WHAT YOU WILL DO.
1. Answer these questions about the section on restrictions for callin replace bindings:
(a) What two forms may the right-hand side of a parameter mapping take?
(b) What happens to a base method argument that is not mapped at all?
(c) When the base method declares a result, the role method does not, and no result mapping exists, what happens to the result of the base call?
2. Transcribe the part of the callin replace bindings section between "<< §4.4.(a) General" and "method as expected.", inclusive.

EXCERPTED TEXT.
════════════════════

<< §4.4.(a) General case parameter mapping | ↑ Table of Contents ↑ | §4.4.(c) Mapping the result of a base method >> |
§4.4.(b) Restrictions for callin replace bindings
The right-hand side of a parameter mapping may either be
the simple name of a base method argument without further computation,
or an arbitrary expression not containing any base method argument.
Each base method argument must either appear as a simple name in exactly one parameter mapping
or not be mapped at all. In the latter case, the original argument is "tunneled" to
the base call, meaning, the callin method does not see the argument, but it is passed
to the base method as expected.
If the base method declares a result, then
- if the role method also declares a result,
result
must be mapped to itself:result -> result
- if the role method does not declare a result, an arbitrary expression may be mapped to result:
expression -> result
If in this situation no result mapping exists, the result of the base call is "tunneled" and passed to the original caller (see fragile callin binding (§4.3.(e)) above).

════════════════════

PROVIDED RECORDS.
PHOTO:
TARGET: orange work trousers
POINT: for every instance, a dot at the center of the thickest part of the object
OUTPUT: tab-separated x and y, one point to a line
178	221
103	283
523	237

════════════════════

ANSWER LIST.
1.
(a) It may be the simple name of a base method argument without further computation, or an arbitrary expression not containing any base method argument.
(b) The argument is "tunneled" to the base call. The callin method does not see it, but it is passed to the base method as expected.
(c) The result is "tunneled" and passed to the original caller.

2.
<< §4.4.(a) General case parameter mapping | ↑ Table of Contents ↑ | §4.4.(c) Mapping the result of a base method >> |
§4.4.(b) Restrictions for callin replace bindings
The right-hand side of a parameter mapping may either be
the simple name of a base method argument without further computation,
or an arbitrary expression not containing any base method argument.
Each base method argument must either appear as a simple name in exactly one parameter mapping
or not be mapped at all. In the latter case, the original argument is "tunneled" to
the base call, meaning, the callin method does not see the argument, but it is passed
to the base method as expected.